# GIVEN EXERCISE:
Copy every record below word for word, without the pictures.
::::::
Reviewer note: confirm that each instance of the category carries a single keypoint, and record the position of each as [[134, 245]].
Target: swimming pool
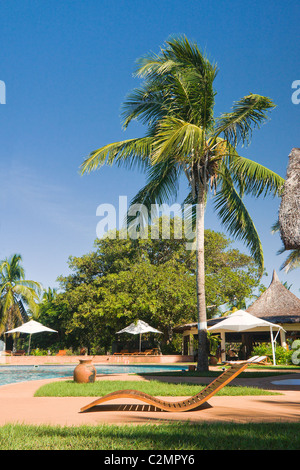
[[14, 374]]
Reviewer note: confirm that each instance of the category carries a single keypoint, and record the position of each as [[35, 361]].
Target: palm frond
[[162, 187], [256, 179], [177, 137], [129, 153], [292, 261], [247, 113], [234, 216]]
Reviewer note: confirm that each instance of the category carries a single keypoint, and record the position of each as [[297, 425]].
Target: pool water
[[14, 374], [287, 382]]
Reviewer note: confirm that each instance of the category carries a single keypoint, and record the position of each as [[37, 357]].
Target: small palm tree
[[15, 291], [176, 102]]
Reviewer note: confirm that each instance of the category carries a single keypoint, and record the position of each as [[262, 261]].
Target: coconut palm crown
[[176, 104], [15, 291]]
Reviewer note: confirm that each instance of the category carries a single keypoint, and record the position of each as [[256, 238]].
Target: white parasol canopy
[[138, 328], [244, 321], [31, 327]]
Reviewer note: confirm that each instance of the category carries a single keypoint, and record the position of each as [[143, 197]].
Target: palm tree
[[16, 291], [176, 102], [293, 259]]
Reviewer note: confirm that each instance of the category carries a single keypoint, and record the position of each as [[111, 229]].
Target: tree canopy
[[123, 280]]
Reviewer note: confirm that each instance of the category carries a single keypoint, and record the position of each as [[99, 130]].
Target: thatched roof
[[289, 212], [277, 304]]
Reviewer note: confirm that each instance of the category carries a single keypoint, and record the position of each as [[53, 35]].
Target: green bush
[[282, 355]]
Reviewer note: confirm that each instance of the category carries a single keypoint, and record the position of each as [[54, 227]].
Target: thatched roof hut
[[289, 212], [277, 304]]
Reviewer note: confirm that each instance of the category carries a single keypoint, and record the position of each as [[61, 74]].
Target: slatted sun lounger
[[184, 405]]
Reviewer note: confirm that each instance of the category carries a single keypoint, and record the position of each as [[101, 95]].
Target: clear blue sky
[[68, 65]]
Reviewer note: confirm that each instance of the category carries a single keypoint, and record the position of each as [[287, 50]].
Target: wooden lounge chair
[[184, 405], [61, 352]]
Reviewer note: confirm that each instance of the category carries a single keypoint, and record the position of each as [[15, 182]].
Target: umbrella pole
[[29, 345], [273, 350]]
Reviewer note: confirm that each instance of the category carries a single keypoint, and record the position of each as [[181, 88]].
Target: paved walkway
[[18, 405]]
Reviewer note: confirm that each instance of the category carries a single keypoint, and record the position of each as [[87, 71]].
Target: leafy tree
[[176, 103], [124, 280]]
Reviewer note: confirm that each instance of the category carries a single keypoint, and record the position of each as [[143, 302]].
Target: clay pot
[[84, 372]]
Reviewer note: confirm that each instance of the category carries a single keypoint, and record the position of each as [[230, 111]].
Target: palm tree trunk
[[200, 280]]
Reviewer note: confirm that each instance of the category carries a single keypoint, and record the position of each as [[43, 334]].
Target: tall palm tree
[[176, 103], [293, 259], [15, 291]]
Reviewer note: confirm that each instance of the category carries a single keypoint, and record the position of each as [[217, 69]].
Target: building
[[276, 305]]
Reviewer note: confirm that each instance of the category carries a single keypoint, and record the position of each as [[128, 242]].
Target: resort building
[[276, 305]]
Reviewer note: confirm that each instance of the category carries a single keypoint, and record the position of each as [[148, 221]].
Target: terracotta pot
[[84, 372], [213, 361]]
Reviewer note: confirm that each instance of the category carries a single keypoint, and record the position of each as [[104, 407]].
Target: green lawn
[[68, 388], [173, 436]]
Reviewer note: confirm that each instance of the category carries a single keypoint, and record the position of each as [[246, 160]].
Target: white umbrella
[[31, 327], [138, 328], [244, 321]]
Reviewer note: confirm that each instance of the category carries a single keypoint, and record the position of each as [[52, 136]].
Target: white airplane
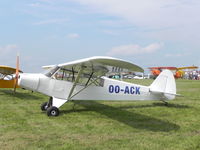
[[85, 80]]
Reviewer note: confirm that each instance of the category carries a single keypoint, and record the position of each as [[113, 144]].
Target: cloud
[[5, 50], [134, 49], [51, 21], [177, 55], [156, 19], [73, 35]]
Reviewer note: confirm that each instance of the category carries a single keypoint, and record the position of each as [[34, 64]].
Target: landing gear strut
[[52, 111], [46, 105]]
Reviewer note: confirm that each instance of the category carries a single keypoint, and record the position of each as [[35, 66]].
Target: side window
[[64, 74]]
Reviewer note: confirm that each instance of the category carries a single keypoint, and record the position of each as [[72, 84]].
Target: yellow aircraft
[[8, 76]]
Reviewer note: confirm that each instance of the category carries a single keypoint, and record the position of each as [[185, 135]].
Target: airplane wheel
[[44, 106], [52, 111]]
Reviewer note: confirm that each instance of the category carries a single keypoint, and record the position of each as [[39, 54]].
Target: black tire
[[44, 106], [52, 111]]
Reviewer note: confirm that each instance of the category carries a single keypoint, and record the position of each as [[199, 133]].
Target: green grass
[[96, 125]]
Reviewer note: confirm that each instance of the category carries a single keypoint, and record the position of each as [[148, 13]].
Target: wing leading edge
[[100, 65]]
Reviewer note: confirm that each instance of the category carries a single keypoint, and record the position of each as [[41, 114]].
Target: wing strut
[[75, 82]]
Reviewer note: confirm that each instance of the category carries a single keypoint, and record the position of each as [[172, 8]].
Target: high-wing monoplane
[[86, 79]]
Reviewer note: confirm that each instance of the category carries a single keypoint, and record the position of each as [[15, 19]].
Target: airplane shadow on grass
[[169, 105], [132, 119], [21, 95]]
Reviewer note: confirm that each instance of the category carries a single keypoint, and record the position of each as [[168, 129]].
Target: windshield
[[50, 72]]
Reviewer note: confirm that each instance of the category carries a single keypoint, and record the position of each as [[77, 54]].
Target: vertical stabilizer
[[165, 83]]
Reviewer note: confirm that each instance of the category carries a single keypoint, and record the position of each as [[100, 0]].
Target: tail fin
[[165, 84]]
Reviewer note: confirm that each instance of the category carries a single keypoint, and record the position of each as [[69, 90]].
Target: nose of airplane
[[29, 81]]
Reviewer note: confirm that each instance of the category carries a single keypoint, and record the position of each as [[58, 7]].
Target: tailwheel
[[44, 106], [52, 111]]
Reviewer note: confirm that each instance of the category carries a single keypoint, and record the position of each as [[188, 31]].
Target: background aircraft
[[7, 77]]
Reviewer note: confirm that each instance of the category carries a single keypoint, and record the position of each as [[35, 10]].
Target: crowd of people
[[192, 75]]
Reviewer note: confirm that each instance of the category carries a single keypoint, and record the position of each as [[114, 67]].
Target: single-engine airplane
[[7, 77], [85, 80]]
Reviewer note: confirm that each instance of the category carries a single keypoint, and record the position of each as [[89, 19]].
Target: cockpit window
[[50, 72]]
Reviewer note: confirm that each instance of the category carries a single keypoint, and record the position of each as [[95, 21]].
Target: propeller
[[16, 74]]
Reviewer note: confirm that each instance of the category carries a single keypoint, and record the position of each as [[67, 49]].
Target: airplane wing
[[100, 65], [5, 70]]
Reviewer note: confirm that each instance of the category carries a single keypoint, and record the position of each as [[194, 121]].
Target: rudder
[[165, 83]]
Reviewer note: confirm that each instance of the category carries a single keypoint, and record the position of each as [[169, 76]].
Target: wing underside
[[100, 65]]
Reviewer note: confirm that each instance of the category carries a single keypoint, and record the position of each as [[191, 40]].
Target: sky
[[146, 32]]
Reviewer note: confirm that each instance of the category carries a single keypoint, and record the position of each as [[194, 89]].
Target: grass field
[[102, 125]]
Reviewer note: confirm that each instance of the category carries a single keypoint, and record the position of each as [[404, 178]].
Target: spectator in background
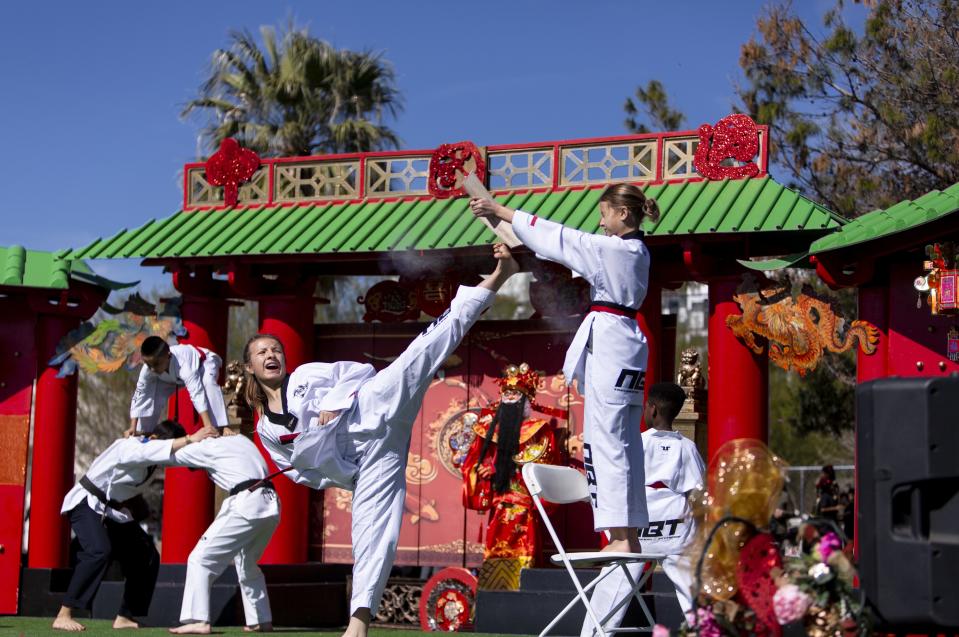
::::::
# FINISHED EXERCISE:
Reviewer note: confirm that each instance of the category carries a single keypoint, and record the position of each as [[134, 245]].
Target: swimming pool
[[14, 374]]
Reviewer note: confirm that each instance of the category carries a single keypoint, and record the position of each as [[35, 361]].
Target: palm frond
[[162, 187], [256, 179], [177, 137], [129, 153], [292, 261], [247, 113], [234, 216]]
Reviewer note: confirm that each instance of the category carries a single keypoint, and record the position of each as [[297, 425]].
Target: pool water
[[14, 374], [287, 382]]
Reviewer note: confirm that each instance of the category carries a single keypoint, and record the position of each as [[37, 357]].
Target: small palm tree
[[15, 291], [176, 102]]
Reviewer note: confirm that each instance of the category carries a single keypoint, and record the position of each as [[262, 261]].
Target: coconut palm crown
[[176, 104], [15, 291]]
Reviewer note: confirm that each instance of the category carries a single keypoint, and record the position of each as [[256, 238]].
Target: white parasol canopy
[[138, 328], [244, 321], [31, 327]]
Reviewer note: confirm that each instance of the category carries a single keypoint, and record the position of each as [[143, 197]].
Target: palm tree
[[16, 291], [176, 102], [293, 259]]
Reviewer note: confirm that each instance of the category carries a single keypoint, and record the position of each as [[111, 229]].
Target: tree canopy
[[123, 280]]
Reviewer note: confirm that each instance of the category carries a single keypoint, and record the position of each as [[99, 130]].
Target: thatched roof
[[289, 212], [277, 304]]
Reviewer note: confirm that each instance of the category carries a single keypoint, and record the position of each as [[53, 35]].
Target: green bush
[[282, 355]]
Reviewer note: confirm that each instance of the category carries a single keypoint, and record the position of each as [[54, 227]].
Target: thatched roof hut
[[289, 212], [277, 304]]
Reviewer note: confirm that each instance of the category carries a single keypoint, and record the position of each as [[61, 74]].
Target: slatted sun lounger
[[184, 405]]
Reviewer note: confirm that each instance of the category carries a single keypoint, and record the position of each as [[101, 95]].
Target: clear blue sky
[[68, 65]]
Reviewer note: confirm that each instance of the category carries a single keypoint, and record the position of each as [[287, 50]].
Target: wooden lounge chair
[[184, 405], [61, 352]]
Reviewer note: confirm that each instance of the category carries a single keypoint, and record the position of each as [[15, 182]].
Target: umbrella pole
[[29, 345], [273, 350]]
Reviewer note: confirm that each instance of the category carries a single keypoint, and record the position of each as [[181, 88]].
Target: paved walkway
[[18, 405]]
Reviewer note: confirm that each instance of the category carries a single keypoint, and record the position of each as [[87, 71]].
Target: leafy tree
[[176, 103], [124, 280]]
Reviewer note: confirm that each instance of the category carries a single keypoint, and record the position of each as [[143, 302]].
Target: clay pot
[[84, 372]]
Reviewer note: confirm that each instance of the category carries a single keypoint, and record the position of each as [[230, 111]].
Target: palm tree trunk
[[200, 280]]
Reviewer note: confirm that each instance of the category carries a single keypoint, and record the position of each as [[43, 334]].
Target: tall palm tree
[[176, 103], [293, 259], [15, 291]]
Reviewer note: confirm that each instance of the category carries a single keypoint, and record the position of each as [[217, 69]].
Target: building
[[276, 305]]
Reviewer note: confirm that each instance of the category carries a single keypoint, and record the position of each as [[128, 242]].
Target: resort building
[[276, 305]]
Reviewer note: confirm that each instance of the category carries a single keypoint, and record the position of each as [[148, 221]].
Target: terracotta pot
[[84, 372], [213, 361]]
Reviewer note: confirm that each instance of the category carries a single keypoint, and record the position of each as [[104, 407]].
Target: green lawn
[[68, 388], [173, 436]]
Reviewer note: confirm that each instance of the category carries a single keypoint, and record the position of each as [[246, 160]].
Target: white umbrella
[[31, 327], [138, 328], [244, 321]]
Reviewer note: confirm that each instance of the category carries a single keypoint, and record the position of each as [[52, 136]].
Target: white airplane
[[85, 80]]
Reviewer note: confirm that each instance of the category carries a single keypoint, and record the position of each as [[113, 144]].
Target: cloud
[[5, 50], [134, 49], [51, 21], [177, 55], [156, 19], [73, 35]]
Reviewer note: confirm that each instance of the category carries a single keypoint, and record the position of each as [[34, 64]].
Target: landing gear strut
[[52, 111], [46, 105]]
Reviewer note: confirm that each instance of the category carries a single keypoint, and record the position of each as [[35, 66]].
Target: side window
[[64, 74]]
Reviewer note: confirm that each instance of the category carries a single keypoint, and record the position of each as [[72, 84]].
Target: yellow aircraft
[[8, 76]]
Reviewer note: confirm that each instance of the category carries a single keypoint, and record the position of each as [[185, 135]].
Target: airplane wheel
[[44, 106], [52, 111]]
Reviewer note: confirm that each instance of the category carries a single keypoint, and record the position of each as [[39, 54]].
Target: black tire
[[44, 106], [52, 111]]
Reviewer note: confirm that each instance of the category carries a single keypoint, and record the position of each as [[199, 133]].
Target: green grass
[[96, 125]]
Reviewer note: confirm that each instance of the category carries a single keypoint, and record the position of each as [[148, 13]].
Target: wing leading edge
[[100, 65]]
Reviewer note: confirm that each instance of the category carries a single keypoint, and record the position of each as [[41, 114]].
Target: wing strut
[[75, 82]]
Reviewer note: confirm that each instance of the category carries a single keypoint, and record the position of each as [[172, 8]].
Target: high-wing monoplane
[[86, 79]]
Reviewer note: confirm that each instance of the category carries a single keypoint, and record the position of each as [[15, 19]].
Target: airplane shadow on grass
[[169, 105], [132, 119], [21, 95]]
Reviewer note: confirm that each instance of the category carries a single keypoint, and record the position of each as [[168, 129]].
Target: windshield
[[50, 72]]
Reviewer note: confirm that each instance of the category carries a single keypoint, and record the position of each as [[77, 54]].
Target: vertical stabilizer
[[165, 83]]
Reviewer note: confirm that each instance of the category carries a single keypoint, and record the position of each as [[100, 0]].
Target: tail fin
[[165, 84]]
Reviewer note: confirm that each instance of the category carries a single keypoint, and record the position of each as [[69, 90]].
Target: nose of airplane
[[29, 81]]
Reviewer note: confirm that each instance of the category carries a single keypoint, and record the position of each as [[58, 7]].
Target: tailwheel
[[44, 106], [52, 111]]
Reviewer note: confirm that each instance of the category carries a single keypoint, and record the position of each as [[188, 31]].
Target: background aircraft
[[7, 77]]
Reviewer note: confirm that each instance of the category carries a single keypoint, and record the position of each as [[35, 10]].
Target: crowd of people
[[192, 75]]
Reviewer note: confirm that each instance of the category carries a single keypoint, and record the position of each as [[114, 67]].
Target: single-engine airplane
[[7, 77], [85, 80]]
Reviewer note: confirm that each instance of the category carries a single keypoint, and record the position of each as [[89, 19]].
Target: cockpit window
[[50, 72]]
Reviewer note: confirm that each instance of the category carries a single keypoint, and record the position of each as [[95, 21]].
Target: propeller
[[16, 74]]
Reviewer note: confirm that each instance of the category carries a single keypoint, and record the position of each as [[67, 49]].
Target: airplane wing
[[100, 65], [5, 70]]
Reviewer note: confirm that each instance of the category carries a single keypoint, and record the position of each as [[194, 121]].
Target: rudder
[[165, 83]]
Reviewer note: confirm that each instance of the category carries a single keypoint, and record the position of each as [[169, 76]].
Target: wing underside
[[100, 65]]
Reviewer note: confirm that each instance of the category carries a single keypoint, and record the position of each as [[191, 40]].
Target: sky
[[146, 32]]
Reviewer note: confirm that each instance of the category carries a single keypoint, and record the position of each as [[194, 89]].
Target: grass field
[[102, 125]]
Reviewer note: confirm that each instance of the category carries a single keypoint, and record the position of each as [[404, 178]].
Target: spectator in background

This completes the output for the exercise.